Document passage
╔══

Ellen Widmer's coda, which closes the section, offers another method of approaching not so much the content but the perception of late Qing women's journals in their own day. She uses contemporary fiction to illuminate a range of views on the utility and the danger of the periodical press.

The authors of chapters in Part II, “A Space of Their Own: The Woman's Journal, Generic Choice and the Making of Female Public Expression,” use the various modes of reading introduced in Part I in analyzing women's efforts to inhabit and push the parameters of the new space of the woman's journal. In her opening reflection, Jennifer Scanlon, an expert on the American magazines Ladies Home Journal – which served as a template for the Chinese journals Funü shibao (The women's Eastern times, 1911–1917) and The Ladies’ Journal – and Cosmopolitan, urges us to excavate the experience of the women who wrote for women's journals or who read them.28 Although many of these publications were founded and edited by men who promoted specific political and social agendas, we have to be attentive to the often subtle ways women “talked back.” In establishing particular relationships with journals as poets and painters, as authors of fiction, essays, and letters, women contributed to the crafting of both the journals and themselves.

╚══

Short exercise 1
Extract, word for word, the part of the passage on late Qing women's journals from "Ellen Widmer's coda, which" up to and including "the periodical press.".
Short exercise 2
In the passage on late Qing women's journals, which American magazine served as a template for Funü shibao and The Ladies' Journal?
Short exercise 3
Carry on the passage about late Qing women's journals from its final sentence.

Data section
╔══

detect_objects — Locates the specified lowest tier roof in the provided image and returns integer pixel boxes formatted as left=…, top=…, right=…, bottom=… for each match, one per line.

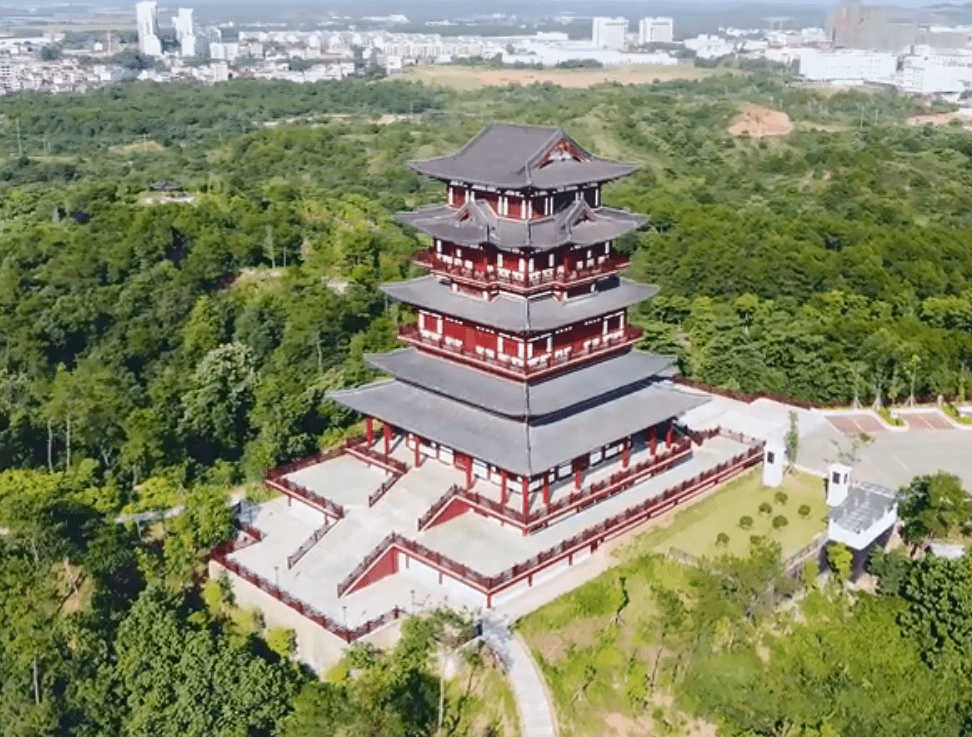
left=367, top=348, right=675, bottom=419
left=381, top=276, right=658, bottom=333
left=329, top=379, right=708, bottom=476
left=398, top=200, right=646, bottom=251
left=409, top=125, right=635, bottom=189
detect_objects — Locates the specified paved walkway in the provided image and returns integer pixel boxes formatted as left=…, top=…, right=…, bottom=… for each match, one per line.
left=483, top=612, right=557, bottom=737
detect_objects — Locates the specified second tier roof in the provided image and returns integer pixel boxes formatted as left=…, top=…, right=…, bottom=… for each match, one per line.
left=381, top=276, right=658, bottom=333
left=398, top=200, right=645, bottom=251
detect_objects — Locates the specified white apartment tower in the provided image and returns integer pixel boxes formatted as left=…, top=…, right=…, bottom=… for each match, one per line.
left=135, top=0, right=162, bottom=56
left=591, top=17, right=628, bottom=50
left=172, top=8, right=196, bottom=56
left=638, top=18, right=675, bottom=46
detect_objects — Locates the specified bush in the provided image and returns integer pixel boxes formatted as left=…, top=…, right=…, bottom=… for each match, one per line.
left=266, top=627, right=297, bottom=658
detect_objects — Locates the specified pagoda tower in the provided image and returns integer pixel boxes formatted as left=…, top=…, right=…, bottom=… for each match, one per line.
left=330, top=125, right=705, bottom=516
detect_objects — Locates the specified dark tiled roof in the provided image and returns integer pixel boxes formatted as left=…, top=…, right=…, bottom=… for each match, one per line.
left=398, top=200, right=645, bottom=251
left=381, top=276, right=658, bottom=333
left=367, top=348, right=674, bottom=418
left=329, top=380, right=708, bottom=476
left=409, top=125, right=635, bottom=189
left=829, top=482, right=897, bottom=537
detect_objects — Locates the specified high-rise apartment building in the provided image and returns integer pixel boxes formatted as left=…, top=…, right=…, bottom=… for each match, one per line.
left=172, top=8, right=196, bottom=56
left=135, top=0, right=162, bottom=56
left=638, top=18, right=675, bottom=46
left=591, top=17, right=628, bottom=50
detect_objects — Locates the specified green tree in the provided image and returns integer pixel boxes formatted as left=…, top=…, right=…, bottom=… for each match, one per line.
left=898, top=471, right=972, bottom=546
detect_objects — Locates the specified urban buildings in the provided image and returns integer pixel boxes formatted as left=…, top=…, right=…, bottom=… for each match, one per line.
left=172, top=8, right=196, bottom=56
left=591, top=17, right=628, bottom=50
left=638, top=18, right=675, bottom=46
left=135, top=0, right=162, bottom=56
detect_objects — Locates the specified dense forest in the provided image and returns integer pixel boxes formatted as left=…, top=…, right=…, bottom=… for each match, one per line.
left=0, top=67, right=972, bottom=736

╚══

Expected output 1
Ellen Widmer's coda, which closes the section, offers another method of approaching not so much the content but the perception of late Qing women's journals in their own day. She uses contemporary fiction to illuminate a range of views on the utility and the danger of the periodical press.

Expected output 2
Ladies Home Journal

Expected output 3
In “Radicalizing Poetics: Poetic Practice in Women's World, 1904–1907” Grace Fong explores the complexities of this process of self-crafting. She closely examines the ways the traditionally gendered genre of women's poetry was reconfigured in the pages of one of the earliest Shanghai women's journals, Nüzi shijie (Women's world). Using a situated and vertical reading that is attuned to the shifting cultural status and political import of poetry in this period, Fong demonstrates that Women's World functioned as a space in which poetry was transformed from a mode of personal response and expression to a form of public and progressive communication. At the same time, her close readings of the poetry reveal the ways authors used conventional imagery to convey new ideas.

Doris Sung examines the ways two important women's journals, The Women's Eastern Times and The Ladies’ Journal, became a space for creating the discourse on “women's art” in early-twentieth-century China. In “Redefining Female Talent: The Women's Eastern Times, The Ladies’ Journal, and the Development of ‘Women's Art’ in China, 1910s–1930s,” Sung discusses the changing attitude of and towards newly mobile and internationally recognized women artists, emphasizing the ways these women were represented and represented themselves in the pages of these journals. As spaces where the private practice of women's painting became public in unprecedented ways, these publications created a new forum in which artists and writers, both female and male, expressed and shared their opinions on issues related to women's art and women in art. At the same time, her reading, which combines horizontal and vertical approaches, shows how the journals reinforced and extended the contemporary emphasis on aesthetic education in the curriculum for the new public education of women.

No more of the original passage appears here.